AIM OF THE TASK -
Find the line with "(format x=348, y=214)" and the line with "(format x=232, y=355)" in the entries below; output exactly those two lines, every line between them, and no others.

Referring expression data
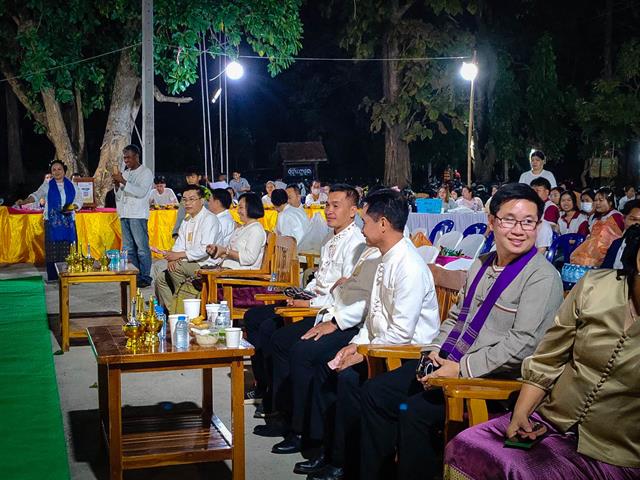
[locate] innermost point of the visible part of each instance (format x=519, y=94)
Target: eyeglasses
x=527, y=224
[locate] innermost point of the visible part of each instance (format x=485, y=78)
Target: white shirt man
x=338, y=256
x=403, y=307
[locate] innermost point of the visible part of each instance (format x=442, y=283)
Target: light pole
x=469, y=71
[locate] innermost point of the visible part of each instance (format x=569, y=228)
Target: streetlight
x=469, y=71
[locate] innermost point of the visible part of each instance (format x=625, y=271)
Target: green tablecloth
x=32, y=442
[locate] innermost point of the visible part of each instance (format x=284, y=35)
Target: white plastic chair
x=471, y=245
x=449, y=240
x=460, y=264
x=428, y=254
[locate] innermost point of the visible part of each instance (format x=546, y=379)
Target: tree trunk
x=14, y=143
x=397, y=162
x=608, y=33
x=57, y=131
x=125, y=104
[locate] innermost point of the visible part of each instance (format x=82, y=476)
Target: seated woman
x=571, y=219
x=266, y=198
x=447, y=202
x=469, y=201
x=246, y=246
x=580, y=393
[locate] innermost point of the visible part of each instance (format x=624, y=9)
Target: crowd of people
x=577, y=356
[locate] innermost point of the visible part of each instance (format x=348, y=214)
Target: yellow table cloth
x=22, y=234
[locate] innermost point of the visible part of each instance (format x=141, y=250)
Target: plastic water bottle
x=274, y=278
x=162, y=334
x=182, y=333
x=223, y=320
x=124, y=258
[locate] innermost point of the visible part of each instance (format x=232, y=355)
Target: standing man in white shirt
x=293, y=195
x=402, y=309
x=317, y=196
x=537, y=160
x=189, y=254
x=219, y=204
x=161, y=195
x=132, y=189
x=292, y=222
x=338, y=256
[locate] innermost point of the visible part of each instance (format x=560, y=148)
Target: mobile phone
x=525, y=443
x=425, y=365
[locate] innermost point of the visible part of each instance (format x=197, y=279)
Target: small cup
x=173, y=319
x=232, y=336
x=191, y=307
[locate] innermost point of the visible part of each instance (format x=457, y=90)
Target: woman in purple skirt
x=581, y=392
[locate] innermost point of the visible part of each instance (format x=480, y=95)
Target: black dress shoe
x=291, y=444
x=270, y=430
x=329, y=472
x=310, y=466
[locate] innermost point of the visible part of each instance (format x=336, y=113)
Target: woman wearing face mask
x=586, y=201
x=571, y=219
x=61, y=197
x=317, y=196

ANSWER FOR THE TASK -
[locate] innermost point of the visible part of each instance (format x=348, y=214)
Target: yellow table cloth
x=22, y=234
[locate] innermost point of the visible part of each instance (format x=141, y=250)
Target: plastic water bottle
x=274, y=278
x=162, y=334
x=182, y=333
x=223, y=320
x=124, y=258
[locate] innermost point of the visible part of each instance (format x=232, y=355)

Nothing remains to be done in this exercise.